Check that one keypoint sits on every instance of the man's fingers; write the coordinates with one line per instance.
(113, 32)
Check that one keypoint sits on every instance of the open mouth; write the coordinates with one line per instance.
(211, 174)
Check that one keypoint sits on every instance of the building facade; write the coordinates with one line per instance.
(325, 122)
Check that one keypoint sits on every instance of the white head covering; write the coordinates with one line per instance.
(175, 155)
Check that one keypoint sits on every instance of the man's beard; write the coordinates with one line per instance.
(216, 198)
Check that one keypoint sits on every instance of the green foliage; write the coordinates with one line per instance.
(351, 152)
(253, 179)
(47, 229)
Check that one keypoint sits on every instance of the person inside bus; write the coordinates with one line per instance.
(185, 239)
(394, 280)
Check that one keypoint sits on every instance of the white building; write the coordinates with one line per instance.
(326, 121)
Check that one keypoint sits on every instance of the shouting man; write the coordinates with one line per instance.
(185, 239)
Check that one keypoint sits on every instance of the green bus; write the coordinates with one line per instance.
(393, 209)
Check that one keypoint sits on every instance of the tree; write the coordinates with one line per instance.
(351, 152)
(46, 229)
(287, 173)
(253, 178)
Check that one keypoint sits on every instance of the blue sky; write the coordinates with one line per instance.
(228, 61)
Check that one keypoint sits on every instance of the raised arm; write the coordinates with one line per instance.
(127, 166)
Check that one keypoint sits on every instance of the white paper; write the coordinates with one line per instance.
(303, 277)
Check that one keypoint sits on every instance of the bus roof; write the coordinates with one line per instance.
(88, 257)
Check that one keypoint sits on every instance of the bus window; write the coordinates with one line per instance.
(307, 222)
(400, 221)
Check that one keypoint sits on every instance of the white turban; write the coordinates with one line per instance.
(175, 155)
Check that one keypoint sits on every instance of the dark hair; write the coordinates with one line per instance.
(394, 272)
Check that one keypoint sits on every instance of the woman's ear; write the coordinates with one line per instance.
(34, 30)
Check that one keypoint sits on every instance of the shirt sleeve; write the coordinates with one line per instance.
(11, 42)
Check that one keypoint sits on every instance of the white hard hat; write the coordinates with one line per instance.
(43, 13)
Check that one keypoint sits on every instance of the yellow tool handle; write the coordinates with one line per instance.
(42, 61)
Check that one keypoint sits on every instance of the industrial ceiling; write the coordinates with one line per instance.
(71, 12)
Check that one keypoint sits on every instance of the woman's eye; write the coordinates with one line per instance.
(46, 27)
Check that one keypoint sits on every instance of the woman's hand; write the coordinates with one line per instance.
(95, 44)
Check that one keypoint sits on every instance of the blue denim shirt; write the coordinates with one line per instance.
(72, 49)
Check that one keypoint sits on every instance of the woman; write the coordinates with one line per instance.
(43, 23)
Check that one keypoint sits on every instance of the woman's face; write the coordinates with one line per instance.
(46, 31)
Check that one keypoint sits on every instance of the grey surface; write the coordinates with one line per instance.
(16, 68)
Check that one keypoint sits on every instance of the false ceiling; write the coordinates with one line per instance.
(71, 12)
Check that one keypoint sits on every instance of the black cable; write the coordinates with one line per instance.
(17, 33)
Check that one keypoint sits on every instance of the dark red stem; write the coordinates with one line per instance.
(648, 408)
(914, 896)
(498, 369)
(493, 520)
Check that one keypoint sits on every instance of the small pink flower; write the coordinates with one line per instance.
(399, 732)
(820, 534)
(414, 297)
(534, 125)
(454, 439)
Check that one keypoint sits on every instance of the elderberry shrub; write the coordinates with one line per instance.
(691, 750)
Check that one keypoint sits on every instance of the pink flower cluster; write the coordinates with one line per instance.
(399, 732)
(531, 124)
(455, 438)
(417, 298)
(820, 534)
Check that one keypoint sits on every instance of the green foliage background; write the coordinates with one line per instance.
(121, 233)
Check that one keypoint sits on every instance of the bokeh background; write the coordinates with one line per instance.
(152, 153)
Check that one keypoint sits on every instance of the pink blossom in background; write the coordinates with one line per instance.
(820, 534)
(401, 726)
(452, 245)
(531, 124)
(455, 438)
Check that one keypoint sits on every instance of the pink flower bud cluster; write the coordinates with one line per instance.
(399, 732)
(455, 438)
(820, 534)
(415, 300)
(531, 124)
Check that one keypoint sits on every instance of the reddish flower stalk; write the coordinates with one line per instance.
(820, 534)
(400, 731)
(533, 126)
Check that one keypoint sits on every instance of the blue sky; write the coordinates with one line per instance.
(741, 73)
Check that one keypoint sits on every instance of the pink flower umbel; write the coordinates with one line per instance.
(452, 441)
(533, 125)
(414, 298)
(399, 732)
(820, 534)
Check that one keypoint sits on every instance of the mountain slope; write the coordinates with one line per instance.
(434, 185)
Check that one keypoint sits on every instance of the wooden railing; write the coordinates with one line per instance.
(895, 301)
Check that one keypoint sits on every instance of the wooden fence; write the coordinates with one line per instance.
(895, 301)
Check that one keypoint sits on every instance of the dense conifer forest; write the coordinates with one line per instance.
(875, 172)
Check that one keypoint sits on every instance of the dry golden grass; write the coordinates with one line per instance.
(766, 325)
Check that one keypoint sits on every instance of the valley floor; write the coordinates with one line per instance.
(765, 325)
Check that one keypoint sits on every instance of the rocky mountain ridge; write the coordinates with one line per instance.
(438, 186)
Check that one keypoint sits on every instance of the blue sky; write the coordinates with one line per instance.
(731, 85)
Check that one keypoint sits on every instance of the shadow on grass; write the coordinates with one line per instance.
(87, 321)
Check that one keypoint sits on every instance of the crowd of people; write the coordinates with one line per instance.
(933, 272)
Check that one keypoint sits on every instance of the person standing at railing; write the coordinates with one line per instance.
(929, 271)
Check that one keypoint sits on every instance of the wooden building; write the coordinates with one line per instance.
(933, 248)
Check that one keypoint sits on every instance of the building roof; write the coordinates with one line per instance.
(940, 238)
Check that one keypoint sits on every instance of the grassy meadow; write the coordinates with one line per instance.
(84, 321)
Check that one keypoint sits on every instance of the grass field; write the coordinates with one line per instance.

----------

## PROBLEM REQUIREMENTS
Extract every entry above as it appears.

## RESPONSE TO THIS EXERCISE
Check that one keypoint sits on every instance of the man's fingers; write the coordinates with one line per instance.
(113, 32)
Check that one keypoint sits on every instance of the open mouth; write the coordinates with one line per instance.
(211, 174)
Check that one keypoint sits on every instance of the building facade; write the coordinates with one line per instance.
(325, 122)
Check that one keypoint sits on every instance of the white head covering; write the coordinates with one line per instance.
(175, 155)
Check that one keypoint sits on every instance of the man's beard; write the coordinates with one line per instance.
(216, 198)
Check that one keypoint sits on every instance of the green foliage; write the coordinates with one line per instance.
(351, 152)
(253, 179)
(47, 229)
Check that one keypoint sits on every instance of the person inside bus; write the coordinates with one line per instance.
(185, 239)
(394, 280)
Check that one keypoint sits on every instance of the white building; write the coordinates with one line per instance.
(326, 121)
Check that one keypoint sits on every instance of the shouting man; write the coordinates with one line per instance.
(185, 239)
Check that one keypoint sits on every instance of the green bus; write the coordinates with one line per instance.
(393, 209)
Check that one keypoint sits on every instance of the tree; write the coordinates with one line per instance.
(351, 152)
(46, 229)
(287, 173)
(253, 178)
Check that one keypoint sits on every instance of the blue sky; write the coordinates with one line per instance.
(228, 61)
Check that one keypoint sits on every instance of the raised arm; write the coordinates with one line per instance.
(127, 166)
Check that one keypoint sits on every instance of the white paper; write the coordinates with one line per instance.
(303, 277)
Check that one keypoint sits on every instance of the bus roof; write the coordinates with one line per instance.
(88, 257)
Check that one keypoint sits on every instance of the bus window; write the coordinates with one line per instance.
(307, 222)
(400, 221)
Check that one keypoint sits on every instance of the white turban; write the coordinates with one line per instance.
(175, 155)
Check that one keypoint sits on every instance of the dark hair; write the coordinates with one line per instance.
(394, 272)
Check that one keypoint sits on every instance of the woman's ear; write the coordinates with one line per instance.
(34, 30)
Check that one keypoint sits on every instance of the shirt sleeve; write the coordinates with one line per instance.
(11, 42)
Check that one keypoint sits on every instance of the white hard hat; write the coordinates with one line per instance.
(43, 13)
Check that one keypoint sits on every instance of the yellow tool handle; write the coordinates with one line per instance.
(42, 61)
Check that one keypoint sits on every instance of the industrial ceiling; write the coordinates with one line per instance.
(71, 12)
Check that one keypoint sits on every instance of the woman's eye; write the coordinates with one line per instance.
(46, 27)
Check that one keypoint sits on every instance of the woman's hand; write the coordinates with one line per instance.
(95, 44)
Check that one keypoint sits on every instance of the blue denim shirt; write the coordinates with one line per instance.
(72, 49)
Check that one keypoint sits on every instance of the woman; write the coordinates with one line per instance.
(43, 23)
Check that one keypoint sits on every instance of the woman's face; write the coordinates with one line per instance.
(46, 31)
Check that one keypoint sits on every instance of the grey surface; write the coordinates with one line per instance.
(16, 68)
Check that one keypoint sits on every instance of the false ceiling; write the coordinates with one line per instance.
(71, 12)
Check that one keypoint sits on every instance of the black cable; write the coordinates with one line per instance.
(17, 33)
Check that one keypoint sits on every instance of the dark red stem; write the coordinates with one line per instance.
(648, 408)
(914, 896)
(498, 369)
(493, 520)
Check that one keypoint sits on every instance of the small pink flower; write the coordinates with one line per instance.
(399, 732)
(820, 534)
(414, 297)
(534, 125)
(454, 439)
Check that one keypoint sits on every instance of the elderberry shrub; write the coordinates with one line per instance.
(691, 750)
Check that one keypoint sits on every instance of the pink flower cluster; write the coordinates with one line per instance.
(399, 732)
(531, 124)
(455, 438)
(417, 298)
(820, 534)
Check that one keypoint sits on every instance of the green foliage background; write the coordinates with one line per instance.
(121, 233)
Check that one keypoint sits on every instance of the bokeh background; write the coordinates with one line per instance.
(152, 153)
Check that one keypoint sits on every instance of the pink blossom in background; write the coordinates with one line per instance.
(820, 534)
(401, 726)
(452, 245)
(531, 124)
(455, 438)
Check that one keypoint sits on every instance of the pink flower bud cluster; write the coordinates with one line per instance.
(399, 732)
(455, 438)
(820, 534)
(415, 300)
(531, 124)
Check that one keypoint sits on every instance of the reddish flower stalk; write the coordinates with one line per instance.
(820, 534)
(400, 731)
(533, 126)
Check that one keypoint sits on every instance of the blue sky; write the coordinates with one line per instance.
(741, 73)
Check that one keypoint sits on every instance of the pink flower umbel; write the coordinates with one line per instance.
(452, 441)
(533, 125)
(414, 298)
(399, 732)
(820, 534)
Check that one keypoint sits on every instance of the mountain slope; write the coordinates with one line per instance.
(434, 185)
Check that one keypoint sits on every instance of the wooden railing; write the coordinates with one line per instance.
(895, 301)
Check that one keypoint sits on every instance of the wooden fence; write the coordinates with one line per instance.
(895, 301)
Check that one keypoint sits on every instance of the dense conifer forest; write the coordinates with one line per instance.
(875, 172)
Check that one keypoint sits on every instance of the dry golden grass; write the coordinates with one line per instance.
(766, 325)
Check that one keypoint sits on every instance of the valley floor; write the coordinates with one line per instance.
(765, 325)
Check that one keypoint sits on every instance of the rocky mountain ridge; write the coordinates with one line per instance.
(438, 186)
Check that one keypoint sits on every instance of the blue sky; write the coordinates with one line per instance.
(731, 85)
Check that one keypoint sits on every instance of the shadow on grass; write the coordinates with one line per instance.
(87, 321)
Check that one keypoint sits on every instance of the crowd of people; write the coordinates with one line per instance.
(933, 272)
Check that one keypoint sits on every instance of the person standing at railing; write the coordinates with one line per instance.
(929, 271)
Check that one keypoint sits on every instance of the wooden building; write the coordinates with one line per instance.
(933, 248)
Check that one keypoint sits on every instance of the building roof; write the coordinates with one line per instance.
(940, 238)
Check that one keypoint sits on every instance of the grassy meadow; write the coordinates with one line per instance.
(84, 321)
Check that one keypoint sits on every instance of the grass field; write the coordinates with one line per instance.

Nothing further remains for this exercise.